-------- CONJUNTO DE DADOS --------

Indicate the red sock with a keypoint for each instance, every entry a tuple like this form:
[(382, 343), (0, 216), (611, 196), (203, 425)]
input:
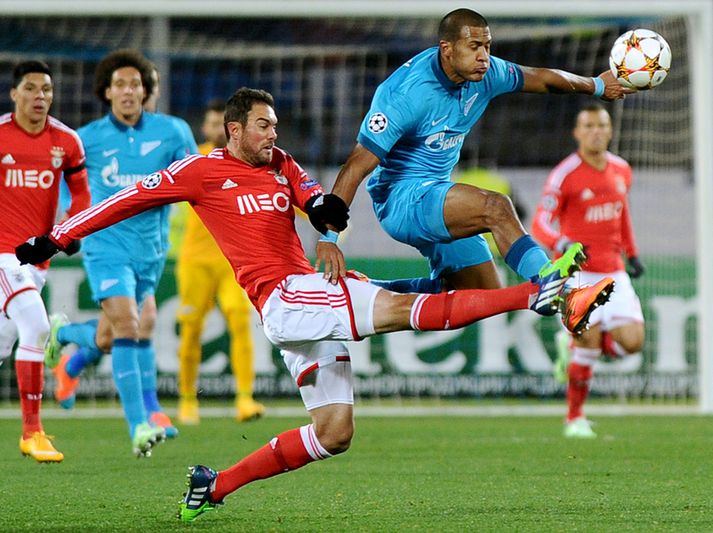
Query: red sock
[(455, 309), (283, 453), (577, 389), (30, 381)]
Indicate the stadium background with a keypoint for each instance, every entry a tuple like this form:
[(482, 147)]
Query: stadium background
[(322, 73)]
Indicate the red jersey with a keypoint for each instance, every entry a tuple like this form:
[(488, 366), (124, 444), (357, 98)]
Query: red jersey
[(591, 207), (248, 210), (31, 166)]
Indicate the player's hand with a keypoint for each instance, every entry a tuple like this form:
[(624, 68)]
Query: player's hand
[(327, 209), (36, 250), (613, 90), (329, 255), (562, 244), (73, 247), (636, 269)]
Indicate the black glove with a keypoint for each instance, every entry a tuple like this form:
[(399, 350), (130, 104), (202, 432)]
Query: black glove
[(73, 247), (636, 269), (36, 250), (327, 209)]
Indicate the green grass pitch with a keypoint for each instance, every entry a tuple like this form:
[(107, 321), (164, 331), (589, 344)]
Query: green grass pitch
[(402, 474)]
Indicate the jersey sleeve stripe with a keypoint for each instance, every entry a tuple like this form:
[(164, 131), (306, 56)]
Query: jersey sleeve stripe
[(83, 216), (177, 166), (63, 127), (74, 170)]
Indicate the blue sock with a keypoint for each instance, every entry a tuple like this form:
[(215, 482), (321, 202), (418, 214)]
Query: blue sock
[(526, 257), (403, 286), (147, 365), (83, 334), (127, 378), (82, 358)]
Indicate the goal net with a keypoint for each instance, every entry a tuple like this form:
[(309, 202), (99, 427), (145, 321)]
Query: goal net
[(322, 71)]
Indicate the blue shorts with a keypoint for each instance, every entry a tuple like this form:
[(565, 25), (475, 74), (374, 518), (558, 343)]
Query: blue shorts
[(117, 277), (412, 213)]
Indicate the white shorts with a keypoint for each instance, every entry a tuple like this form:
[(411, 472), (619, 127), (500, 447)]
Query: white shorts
[(310, 320), (622, 308), (16, 278)]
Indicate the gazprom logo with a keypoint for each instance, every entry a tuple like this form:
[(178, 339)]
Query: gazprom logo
[(111, 177), (438, 141), (29, 179)]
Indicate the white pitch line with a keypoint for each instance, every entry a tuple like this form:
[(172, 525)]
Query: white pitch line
[(405, 411)]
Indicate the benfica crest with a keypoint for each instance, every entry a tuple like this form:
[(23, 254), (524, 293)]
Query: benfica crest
[(57, 153)]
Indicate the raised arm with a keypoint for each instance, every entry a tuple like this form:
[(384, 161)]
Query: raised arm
[(546, 80), (157, 189)]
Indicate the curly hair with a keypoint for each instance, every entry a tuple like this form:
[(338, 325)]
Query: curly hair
[(120, 59), (451, 25)]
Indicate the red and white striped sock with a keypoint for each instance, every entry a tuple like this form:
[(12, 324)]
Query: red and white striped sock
[(288, 451), (580, 377), (30, 382), (455, 309), (610, 347)]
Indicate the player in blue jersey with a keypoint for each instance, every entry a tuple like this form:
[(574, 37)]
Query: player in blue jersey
[(410, 140), (124, 262)]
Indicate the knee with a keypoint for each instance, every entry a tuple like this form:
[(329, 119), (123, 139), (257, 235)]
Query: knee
[(498, 208), (335, 437), (633, 342), (125, 327), (104, 341)]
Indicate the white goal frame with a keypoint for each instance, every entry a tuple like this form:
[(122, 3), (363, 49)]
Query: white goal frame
[(698, 12)]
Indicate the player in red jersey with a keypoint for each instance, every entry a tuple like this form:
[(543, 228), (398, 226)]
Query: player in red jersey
[(585, 199), (36, 150), (245, 195)]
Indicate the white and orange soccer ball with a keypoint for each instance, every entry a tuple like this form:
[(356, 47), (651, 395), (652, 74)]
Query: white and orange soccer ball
[(640, 59)]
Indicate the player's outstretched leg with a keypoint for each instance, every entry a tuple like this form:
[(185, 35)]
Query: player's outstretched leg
[(246, 408), (564, 354), (552, 278), (53, 348), (578, 304), (196, 500)]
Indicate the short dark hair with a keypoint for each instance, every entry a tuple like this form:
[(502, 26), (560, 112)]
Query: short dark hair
[(27, 67), (241, 102), (451, 25), (594, 107), (217, 105), (120, 59)]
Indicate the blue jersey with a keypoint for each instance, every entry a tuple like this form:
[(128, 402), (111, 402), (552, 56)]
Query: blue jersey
[(118, 156), (419, 118)]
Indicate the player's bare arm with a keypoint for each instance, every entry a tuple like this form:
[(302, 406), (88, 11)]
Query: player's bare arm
[(546, 80), (359, 165)]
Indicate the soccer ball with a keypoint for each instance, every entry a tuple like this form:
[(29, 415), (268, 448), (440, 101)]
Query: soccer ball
[(640, 59)]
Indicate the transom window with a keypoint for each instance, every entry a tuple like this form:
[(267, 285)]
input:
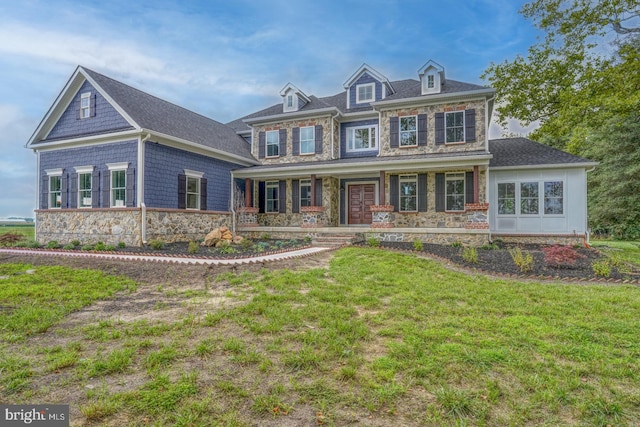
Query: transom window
[(85, 105), (364, 92), (307, 140), (271, 196), (454, 127), (118, 188), (408, 193), (408, 131), (305, 192), (273, 143), (362, 138), (55, 191), (84, 190), (454, 190)]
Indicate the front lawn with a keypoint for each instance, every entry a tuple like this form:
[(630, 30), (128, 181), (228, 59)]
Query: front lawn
[(377, 338)]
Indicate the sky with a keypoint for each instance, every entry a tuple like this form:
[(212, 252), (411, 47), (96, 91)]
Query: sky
[(226, 59)]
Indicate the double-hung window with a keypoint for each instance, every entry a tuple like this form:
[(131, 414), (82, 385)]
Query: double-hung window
[(305, 192), (408, 131), (307, 140), (408, 193), (85, 105), (454, 127), (272, 196), (454, 191), (362, 138), (273, 143)]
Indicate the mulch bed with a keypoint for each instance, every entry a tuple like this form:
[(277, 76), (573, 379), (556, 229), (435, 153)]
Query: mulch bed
[(499, 261)]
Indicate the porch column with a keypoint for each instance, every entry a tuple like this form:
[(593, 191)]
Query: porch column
[(247, 192), (381, 189)]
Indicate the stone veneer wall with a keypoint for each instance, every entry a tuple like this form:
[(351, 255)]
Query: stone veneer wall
[(112, 226)]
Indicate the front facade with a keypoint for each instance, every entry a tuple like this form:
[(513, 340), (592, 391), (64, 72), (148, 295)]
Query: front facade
[(397, 160)]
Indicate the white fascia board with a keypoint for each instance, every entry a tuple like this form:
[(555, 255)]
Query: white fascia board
[(293, 115), (192, 147), (582, 165), (441, 163), (434, 99)]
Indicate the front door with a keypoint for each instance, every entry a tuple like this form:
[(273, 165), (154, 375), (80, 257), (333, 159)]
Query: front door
[(361, 196)]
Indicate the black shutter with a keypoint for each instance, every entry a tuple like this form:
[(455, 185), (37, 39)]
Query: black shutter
[(394, 192), (470, 125), (318, 201), (261, 145), (422, 129), (106, 189), (283, 142), (440, 193), (130, 189), (468, 188), (394, 125), (44, 193), (95, 189), (282, 196), (439, 128), (318, 135), (295, 196), (93, 105), (74, 201), (182, 191), (295, 137), (422, 192), (261, 198), (64, 186), (203, 194)]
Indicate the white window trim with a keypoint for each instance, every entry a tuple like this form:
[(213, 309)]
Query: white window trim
[(373, 93), (349, 130), (464, 133), (407, 178), (400, 132), (87, 96), (313, 140), (455, 176), (266, 144)]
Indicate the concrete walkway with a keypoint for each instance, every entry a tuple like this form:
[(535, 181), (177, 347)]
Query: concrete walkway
[(171, 259)]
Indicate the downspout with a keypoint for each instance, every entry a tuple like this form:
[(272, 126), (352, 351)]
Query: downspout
[(140, 183)]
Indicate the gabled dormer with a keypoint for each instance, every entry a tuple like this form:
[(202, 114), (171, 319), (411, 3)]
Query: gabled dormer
[(431, 77), (293, 99), (365, 86)]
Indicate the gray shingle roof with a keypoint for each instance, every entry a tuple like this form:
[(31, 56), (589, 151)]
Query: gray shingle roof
[(155, 114), (511, 152)]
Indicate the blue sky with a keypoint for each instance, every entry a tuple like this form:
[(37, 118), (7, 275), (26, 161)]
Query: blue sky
[(226, 59)]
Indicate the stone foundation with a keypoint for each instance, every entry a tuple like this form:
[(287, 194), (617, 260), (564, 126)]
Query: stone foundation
[(112, 226)]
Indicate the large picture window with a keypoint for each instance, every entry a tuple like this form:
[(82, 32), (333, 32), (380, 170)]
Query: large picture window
[(362, 138)]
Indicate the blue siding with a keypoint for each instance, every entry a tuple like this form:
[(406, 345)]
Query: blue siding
[(343, 139), (106, 118), (95, 155), (364, 79), (163, 165)]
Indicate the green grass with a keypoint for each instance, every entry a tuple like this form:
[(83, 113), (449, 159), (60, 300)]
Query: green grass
[(376, 338)]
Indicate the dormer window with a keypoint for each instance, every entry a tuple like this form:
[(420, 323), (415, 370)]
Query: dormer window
[(85, 105), (364, 92)]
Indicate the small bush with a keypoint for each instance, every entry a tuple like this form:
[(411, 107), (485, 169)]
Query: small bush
[(470, 255), (601, 268), (373, 242), (156, 244), (523, 260)]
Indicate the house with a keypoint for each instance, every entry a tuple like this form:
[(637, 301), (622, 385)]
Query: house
[(399, 160)]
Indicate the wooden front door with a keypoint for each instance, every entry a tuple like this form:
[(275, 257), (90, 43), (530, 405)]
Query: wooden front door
[(361, 196)]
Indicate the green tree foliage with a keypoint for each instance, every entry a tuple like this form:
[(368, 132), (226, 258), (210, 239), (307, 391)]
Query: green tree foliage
[(614, 192)]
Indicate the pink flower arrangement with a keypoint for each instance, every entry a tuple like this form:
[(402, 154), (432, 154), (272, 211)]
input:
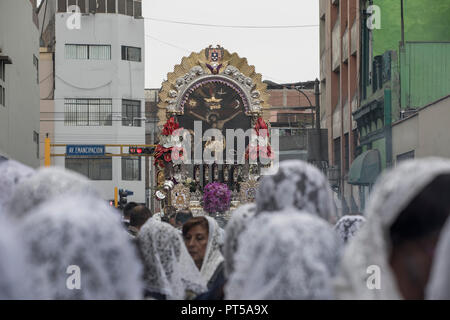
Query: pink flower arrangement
[(216, 197)]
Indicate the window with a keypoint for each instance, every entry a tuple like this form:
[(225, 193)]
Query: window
[(137, 9), (337, 152), (405, 156), (88, 112), (36, 140), (2, 70), (129, 7), (2, 96), (131, 53), (121, 6), (99, 168), (101, 6), (131, 169), (88, 52), (131, 113), (62, 6), (36, 65), (111, 6), (346, 151)]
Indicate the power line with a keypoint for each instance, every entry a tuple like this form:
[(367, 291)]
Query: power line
[(230, 26)]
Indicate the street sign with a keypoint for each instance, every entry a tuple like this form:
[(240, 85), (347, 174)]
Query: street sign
[(85, 150)]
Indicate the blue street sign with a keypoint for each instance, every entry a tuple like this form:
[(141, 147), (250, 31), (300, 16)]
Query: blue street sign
[(85, 150)]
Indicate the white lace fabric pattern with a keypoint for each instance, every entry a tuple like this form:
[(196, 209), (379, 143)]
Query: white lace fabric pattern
[(240, 218), (297, 185), (84, 233), (285, 256), (393, 191), (169, 268)]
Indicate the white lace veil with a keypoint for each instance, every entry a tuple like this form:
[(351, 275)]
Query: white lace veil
[(14, 275), (285, 256), (45, 184), (169, 268), (11, 174), (73, 232), (213, 257), (392, 193), (348, 226), (240, 218), (297, 185), (439, 284)]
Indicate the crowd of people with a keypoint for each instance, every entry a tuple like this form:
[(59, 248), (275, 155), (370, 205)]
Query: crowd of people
[(292, 243)]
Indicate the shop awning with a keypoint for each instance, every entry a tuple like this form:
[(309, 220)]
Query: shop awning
[(365, 168)]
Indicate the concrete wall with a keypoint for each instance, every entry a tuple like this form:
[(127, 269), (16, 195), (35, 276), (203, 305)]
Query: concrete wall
[(115, 79), (425, 133), (19, 39)]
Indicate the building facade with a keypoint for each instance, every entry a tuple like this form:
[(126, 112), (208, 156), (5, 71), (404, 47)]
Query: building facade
[(400, 71), (19, 81), (98, 88), (339, 68)]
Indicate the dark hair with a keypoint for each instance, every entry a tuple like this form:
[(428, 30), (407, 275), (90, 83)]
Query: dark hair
[(425, 214), (170, 211), (127, 209), (196, 221), (183, 216), (139, 215)]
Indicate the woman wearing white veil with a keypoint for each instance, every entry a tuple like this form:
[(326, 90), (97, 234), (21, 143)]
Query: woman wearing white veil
[(46, 184), (390, 257), (238, 223), (285, 256), (348, 226), (439, 285), (12, 173), (210, 261), (78, 249), (169, 271), (14, 274), (299, 186)]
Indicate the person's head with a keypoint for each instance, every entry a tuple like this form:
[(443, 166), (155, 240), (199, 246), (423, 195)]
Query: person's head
[(287, 256), (238, 223), (127, 209), (414, 236), (348, 226), (168, 267), (169, 215), (46, 184), (94, 244), (182, 217), (195, 234), (139, 215)]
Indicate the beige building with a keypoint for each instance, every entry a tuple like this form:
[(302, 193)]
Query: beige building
[(46, 79), (19, 81), (339, 69), (424, 133)]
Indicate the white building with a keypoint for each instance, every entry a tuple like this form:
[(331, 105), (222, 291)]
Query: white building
[(99, 88), (19, 81)]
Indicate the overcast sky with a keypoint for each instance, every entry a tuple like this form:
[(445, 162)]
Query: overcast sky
[(280, 55)]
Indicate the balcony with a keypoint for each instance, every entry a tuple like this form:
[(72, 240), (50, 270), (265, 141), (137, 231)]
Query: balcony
[(323, 66), (354, 38), (322, 8), (345, 46), (336, 45)]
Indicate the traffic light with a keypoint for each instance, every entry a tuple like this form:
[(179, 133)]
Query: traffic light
[(141, 150)]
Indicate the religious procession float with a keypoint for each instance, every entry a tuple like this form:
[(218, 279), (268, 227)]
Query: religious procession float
[(197, 163)]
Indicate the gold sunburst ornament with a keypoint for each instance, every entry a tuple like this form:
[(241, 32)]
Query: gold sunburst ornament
[(213, 64)]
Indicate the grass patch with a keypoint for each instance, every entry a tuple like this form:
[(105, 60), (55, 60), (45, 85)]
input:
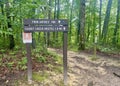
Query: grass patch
[(93, 58), (40, 77)]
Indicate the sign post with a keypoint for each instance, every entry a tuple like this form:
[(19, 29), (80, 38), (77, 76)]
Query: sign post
[(27, 39), (47, 25)]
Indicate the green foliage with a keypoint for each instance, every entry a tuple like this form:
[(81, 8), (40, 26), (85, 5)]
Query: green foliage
[(22, 63), (41, 58), (40, 77)]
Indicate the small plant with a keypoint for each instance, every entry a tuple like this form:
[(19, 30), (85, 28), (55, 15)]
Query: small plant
[(41, 59), (39, 77), (22, 63), (94, 58)]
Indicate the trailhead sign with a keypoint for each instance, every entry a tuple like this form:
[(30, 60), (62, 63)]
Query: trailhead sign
[(45, 25)]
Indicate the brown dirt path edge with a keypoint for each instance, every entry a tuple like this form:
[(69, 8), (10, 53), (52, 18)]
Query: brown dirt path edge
[(82, 71)]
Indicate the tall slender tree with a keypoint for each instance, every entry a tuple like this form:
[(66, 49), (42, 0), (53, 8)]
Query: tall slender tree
[(71, 16), (106, 21), (11, 38), (115, 37), (82, 25), (100, 14)]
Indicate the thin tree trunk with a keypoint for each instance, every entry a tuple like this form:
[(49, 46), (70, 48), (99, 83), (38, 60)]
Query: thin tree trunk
[(82, 25), (71, 15), (58, 15), (106, 21), (49, 17), (100, 14), (11, 38), (117, 24)]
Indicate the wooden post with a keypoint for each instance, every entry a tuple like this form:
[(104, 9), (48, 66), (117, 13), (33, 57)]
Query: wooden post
[(29, 63), (65, 57)]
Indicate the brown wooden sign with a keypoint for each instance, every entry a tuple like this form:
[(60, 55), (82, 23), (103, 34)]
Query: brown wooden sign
[(47, 25)]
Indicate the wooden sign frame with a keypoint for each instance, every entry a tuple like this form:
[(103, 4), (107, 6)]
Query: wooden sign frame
[(47, 25)]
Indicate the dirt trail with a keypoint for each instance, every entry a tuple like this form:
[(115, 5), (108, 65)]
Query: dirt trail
[(82, 71)]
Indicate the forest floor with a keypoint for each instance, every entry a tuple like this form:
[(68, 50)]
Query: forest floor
[(83, 70)]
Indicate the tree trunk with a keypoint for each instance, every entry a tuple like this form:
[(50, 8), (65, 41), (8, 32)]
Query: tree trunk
[(71, 15), (94, 20), (106, 21), (11, 38), (82, 25), (117, 24), (49, 17), (100, 13)]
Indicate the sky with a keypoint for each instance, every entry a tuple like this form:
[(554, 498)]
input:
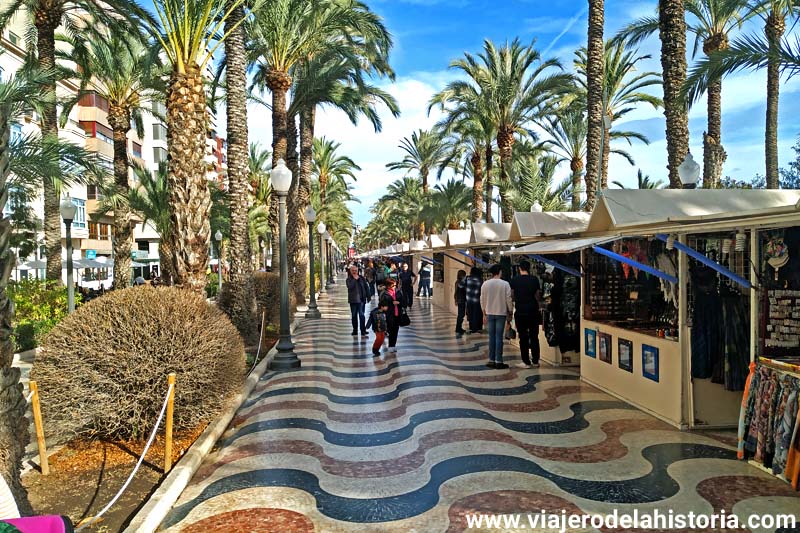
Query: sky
[(429, 34)]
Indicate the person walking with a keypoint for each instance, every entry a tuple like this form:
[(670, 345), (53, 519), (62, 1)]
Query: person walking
[(357, 297), (526, 293), (369, 275), (424, 282), (377, 320), (460, 296), (407, 280), (497, 307), (392, 299), (473, 295)]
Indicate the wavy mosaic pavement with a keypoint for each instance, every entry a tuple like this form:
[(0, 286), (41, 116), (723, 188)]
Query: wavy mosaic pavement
[(420, 439)]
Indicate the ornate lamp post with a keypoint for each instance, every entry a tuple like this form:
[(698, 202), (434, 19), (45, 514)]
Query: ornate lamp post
[(218, 237), (313, 311), (322, 258), (68, 210), (285, 359)]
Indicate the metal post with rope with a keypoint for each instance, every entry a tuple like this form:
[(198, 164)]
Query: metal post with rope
[(89, 521)]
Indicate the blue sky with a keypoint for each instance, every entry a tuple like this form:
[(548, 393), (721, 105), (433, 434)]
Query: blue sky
[(428, 34)]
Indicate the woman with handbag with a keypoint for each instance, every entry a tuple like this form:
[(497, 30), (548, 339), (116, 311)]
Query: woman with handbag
[(392, 298)]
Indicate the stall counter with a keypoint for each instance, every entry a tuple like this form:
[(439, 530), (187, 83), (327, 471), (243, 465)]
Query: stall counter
[(661, 398)]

--------

INSTRUÇÕES DA TAREFA
Reproduza, sem nenhuma alteração, o trecho que se inicia na linha que contém "Indicate the concrete walkway" e se encerra na linha que contém "[(155, 114), (511, 152)]", incluindo ambas.

RESPOSTA À TAREFA
Indicate the concrete walkway with a keypoint for each instance, every entry a tuple like this form:
[(535, 181), (177, 347)]
Query: concrete walkway
[(171, 259)]
Indicate the downspout with a keypoint for each instance, every entry a tuple like this form:
[(272, 126), (352, 351)]
Query: downspout
[(140, 183)]
Indicate the gabled dormer with a keypoint for each instance, every entry a tuple like this form:
[(202, 114), (171, 319), (411, 3)]
Query: gabled dormer
[(431, 77), (293, 99), (365, 86)]
Indicate the gray shingle roof with a keypoint for each instance, every entry a tuple like this form:
[(31, 56), (589, 151)]
Query: gray shingle roof
[(155, 114), (511, 152)]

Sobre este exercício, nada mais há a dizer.